* GIVEN INFORMATION
+-------+
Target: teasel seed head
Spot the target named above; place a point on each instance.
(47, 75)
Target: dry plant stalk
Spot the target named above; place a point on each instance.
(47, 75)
+-------+
Return every line of the data above verbatim, without any alteration.

Target: teasel seed head
Spot the target named above; place a point on each instance.
(47, 75)
Target: dry plant stalk
Spot the target named above; place a point on each instance.
(47, 75)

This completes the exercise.